- WHAT NEEDS TO BE DONE:
Each entry below is to be extracted exactly.

- Natural-language object grounding data:

____________________

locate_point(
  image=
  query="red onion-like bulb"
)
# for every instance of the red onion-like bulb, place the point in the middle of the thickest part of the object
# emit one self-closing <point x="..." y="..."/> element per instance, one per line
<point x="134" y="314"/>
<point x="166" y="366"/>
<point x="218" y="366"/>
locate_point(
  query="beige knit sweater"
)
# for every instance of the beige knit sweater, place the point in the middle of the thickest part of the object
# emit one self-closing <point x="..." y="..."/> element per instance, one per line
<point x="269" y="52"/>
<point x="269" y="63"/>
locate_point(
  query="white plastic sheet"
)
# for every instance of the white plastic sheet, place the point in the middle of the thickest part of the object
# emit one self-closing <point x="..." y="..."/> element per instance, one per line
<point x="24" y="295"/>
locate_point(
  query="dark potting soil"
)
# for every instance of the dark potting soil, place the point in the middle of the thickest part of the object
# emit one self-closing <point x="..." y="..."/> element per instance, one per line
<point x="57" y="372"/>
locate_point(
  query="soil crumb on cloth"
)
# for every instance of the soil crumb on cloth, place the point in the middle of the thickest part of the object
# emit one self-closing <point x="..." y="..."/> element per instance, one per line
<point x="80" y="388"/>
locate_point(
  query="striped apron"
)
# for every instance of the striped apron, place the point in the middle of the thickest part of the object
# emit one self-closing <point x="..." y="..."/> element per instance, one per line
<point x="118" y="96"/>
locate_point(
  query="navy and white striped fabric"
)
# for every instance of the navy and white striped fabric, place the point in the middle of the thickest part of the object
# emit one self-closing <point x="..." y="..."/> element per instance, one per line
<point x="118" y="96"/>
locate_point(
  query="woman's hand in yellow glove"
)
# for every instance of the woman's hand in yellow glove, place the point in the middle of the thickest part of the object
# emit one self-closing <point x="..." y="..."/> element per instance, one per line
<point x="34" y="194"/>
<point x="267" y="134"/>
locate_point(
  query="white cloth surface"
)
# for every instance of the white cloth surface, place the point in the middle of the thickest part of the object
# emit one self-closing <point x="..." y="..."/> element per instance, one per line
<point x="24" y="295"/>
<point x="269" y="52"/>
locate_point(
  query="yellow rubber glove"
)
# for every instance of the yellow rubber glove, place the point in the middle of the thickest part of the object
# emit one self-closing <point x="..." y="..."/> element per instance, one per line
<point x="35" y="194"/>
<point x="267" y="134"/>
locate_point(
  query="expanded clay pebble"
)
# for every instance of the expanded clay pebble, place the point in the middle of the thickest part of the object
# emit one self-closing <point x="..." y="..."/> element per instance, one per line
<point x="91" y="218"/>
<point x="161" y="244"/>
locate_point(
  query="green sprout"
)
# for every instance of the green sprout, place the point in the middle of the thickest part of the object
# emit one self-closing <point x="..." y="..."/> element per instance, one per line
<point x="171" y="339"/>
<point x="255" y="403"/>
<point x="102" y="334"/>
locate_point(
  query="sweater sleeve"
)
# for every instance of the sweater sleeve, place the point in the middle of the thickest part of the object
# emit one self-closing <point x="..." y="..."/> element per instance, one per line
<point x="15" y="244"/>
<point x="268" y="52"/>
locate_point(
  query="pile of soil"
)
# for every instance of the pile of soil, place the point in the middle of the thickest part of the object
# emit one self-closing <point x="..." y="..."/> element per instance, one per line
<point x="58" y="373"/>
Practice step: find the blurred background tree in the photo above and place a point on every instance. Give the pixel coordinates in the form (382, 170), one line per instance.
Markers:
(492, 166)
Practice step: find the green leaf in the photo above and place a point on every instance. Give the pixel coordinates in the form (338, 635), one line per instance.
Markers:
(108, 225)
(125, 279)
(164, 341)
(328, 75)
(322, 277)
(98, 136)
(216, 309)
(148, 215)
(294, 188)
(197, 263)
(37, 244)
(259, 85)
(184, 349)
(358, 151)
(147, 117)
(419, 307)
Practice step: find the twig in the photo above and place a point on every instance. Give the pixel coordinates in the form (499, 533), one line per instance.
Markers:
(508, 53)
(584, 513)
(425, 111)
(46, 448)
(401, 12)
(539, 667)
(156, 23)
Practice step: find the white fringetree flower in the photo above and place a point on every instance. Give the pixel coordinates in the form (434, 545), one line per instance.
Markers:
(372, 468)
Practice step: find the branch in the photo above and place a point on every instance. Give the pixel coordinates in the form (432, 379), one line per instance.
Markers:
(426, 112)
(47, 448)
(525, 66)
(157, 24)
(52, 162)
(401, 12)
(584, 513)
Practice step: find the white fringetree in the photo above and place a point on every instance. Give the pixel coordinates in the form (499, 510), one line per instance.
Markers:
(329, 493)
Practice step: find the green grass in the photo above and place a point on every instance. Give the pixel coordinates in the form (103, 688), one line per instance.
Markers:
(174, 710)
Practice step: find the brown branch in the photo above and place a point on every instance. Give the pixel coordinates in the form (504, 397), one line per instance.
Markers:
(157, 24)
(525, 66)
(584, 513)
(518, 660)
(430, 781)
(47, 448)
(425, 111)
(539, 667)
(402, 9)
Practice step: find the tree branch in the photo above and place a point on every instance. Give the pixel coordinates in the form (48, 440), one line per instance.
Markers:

____________________

- SOLUTION FOR THIS EXERCISE:
locate_point(
  image=
  query="red onion-like bulb"
)
# for every instance of the red onion-like bulb, place the point in the middle of the thickest part of the object
# emit one self-closing <point x="..." y="..."/> element per instance, one per line
<point x="134" y="314"/>
<point x="166" y="366"/>
<point x="218" y="366"/>
locate_point(
  query="beige knit sweater"
)
# for every instance of the beige knit sweater, place the point in the middle of the thickest part of the object
# emit one self-closing <point x="..." y="..."/> element per instance, one per line
<point x="269" y="52"/>
<point x="269" y="63"/>
locate_point(
  query="white plastic sheet"
)
# for every instance of the white plastic sheet, place the point in the middle of the thickest part of the object
# emit one self-closing <point x="..." y="..."/> element per instance, one per line
<point x="24" y="295"/>
locate_point(
  query="dark potting soil"
)
# for every instance of the dark potting soil, place the point in the middle of the thickest part of the object
# emit one self-closing <point x="..." y="..."/> element per instance, one per line
<point x="57" y="372"/>
locate_point(
  query="soil crumb on cloth"
)
# for every instance of the soil crumb on cloth, place the point in the middle of the thickest part of the object
# emit one self-closing <point x="..." y="..."/> element per instance, one per line
<point x="80" y="388"/>
locate_point(
  query="striped apron"
)
# for every instance of the striped apron, place the point in the middle of the thickest part of the object
# emit one self-closing <point x="..." y="..."/> element per instance, one per line
<point x="118" y="96"/>
locate_point(
  query="navy and white striped fabric"
)
# for every instance of the navy and white striped fabric, place the point in the middle of the thickest part of the object
# emit one self-closing <point x="..." y="..."/> element per instance, one per line
<point x="118" y="96"/>
locate_point(
  query="woman's hand in yellow glove"
)
# for every instance of the woman's hand in yellow glove, place the point in the middle of the thickest part of the object
# emit one self-closing <point x="..." y="..."/> element per instance, one per line
<point x="34" y="194"/>
<point x="267" y="134"/>
locate_point(
  query="white cloth surface"
)
# for every instance of the white cloth surface, place the point in the middle of the thickest part of the object
# emit one self-closing <point x="..." y="..."/> element per instance, one per line
<point x="24" y="295"/>
<point x="269" y="52"/>
locate_point(
  query="yellow rubber glove"
)
# for every instance of the yellow rubber glove, place the point in the middle of the thickest part of the object
# emit one self-closing <point x="..." y="..."/> element per instance, one per line
<point x="35" y="194"/>
<point x="267" y="134"/>
locate_point(
  query="expanded clay pebble"
)
# for every instance of the expanded clay pebble, place the point in the middle of the thickest part of the object
# emit one self-closing <point x="..." y="..."/> element per instance, one per line
<point x="91" y="218"/>
<point x="161" y="244"/>
locate_point(
  query="green sprout"
)
# for every instance of the green sprout, place the point in the middle of the thickest part of the object
# emit one self-closing <point x="..." y="..."/> element per instance, one per line
<point x="171" y="339"/>
<point x="255" y="403"/>
<point x="102" y="334"/>
locate_point(
  query="sweater sleeve"
)
# for every instance of the sweater sleeve, place the point in the middle of the thickest part of the object
# emit one self-closing <point x="..." y="..."/> element per instance, one per line
<point x="15" y="244"/>
<point x="268" y="52"/>
locate_point(
  query="pile of soil"
)
# for every instance of the pile of soil, place the point in the middle of the thickest part of the object
# emit one self-closing <point x="..." y="..."/> element per instance, one per line
<point x="58" y="373"/>
Practice step: find the blurred background tree in the photo above and place a point on every instance. Give the pixel coordinates in the form (382, 170), one line per instance.
Markers:
(492, 166)
Practice step: find the green leaf in the photo above and place a point on every instance. Give the pixel coordinates in the form (338, 635), one line per instance.
Markers:
(108, 225)
(125, 279)
(164, 341)
(328, 75)
(322, 277)
(98, 136)
(216, 309)
(148, 215)
(294, 188)
(197, 263)
(37, 244)
(259, 85)
(184, 349)
(358, 151)
(147, 117)
(419, 307)
Practice step: find the twig in the photo above and place a point on every instance. Give the pixel coordinates in the form (499, 533), one line per instance.
Markers:
(508, 53)
(584, 513)
(425, 111)
(46, 448)
(401, 12)
(539, 667)
(156, 23)
Practice step: find the white fringetree flower in the photo above and place a point on every instance. Give the pixel coordinates in the form (434, 545), one line per instance.
Markers:
(372, 468)
Practice step: find the branch in the photo above and place a point on every instance. Give the pixel coordinates in the form (432, 379), one line per instance.
Markers:
(426, 112)
(47, 448)
(525, 66)
(157, 24)
(52, 162)
(401, 12)
(584, 513)
Practice step: find the white fringetree in the photo above and place a point on every instance. Give the pixel coordinates in the form (499, 510), one line per instance.
Markers:
(329, 493)
Practice step: find the green grass in the photo above and place a point on every instance. Give the pixel coordinates in the form (103, 688), one line per instance.
Markers:
(174, 710)
Practice step: find the brown branch in the photo above and place a point on every instance. Give the pixel coordinates in the form (504, 397), one line per instance.
Markers:
(157, 24)
(525, 66)
(584, 513)
(518, 660)
(430, 781)
(47, 448)
(425, 111)
(539, 667)
(402, 9)
Practice step: find the tree branch in the photo above and place a point on every instance. Give the pixel coordinates in the form (48, 440), one line per instance.
Markers:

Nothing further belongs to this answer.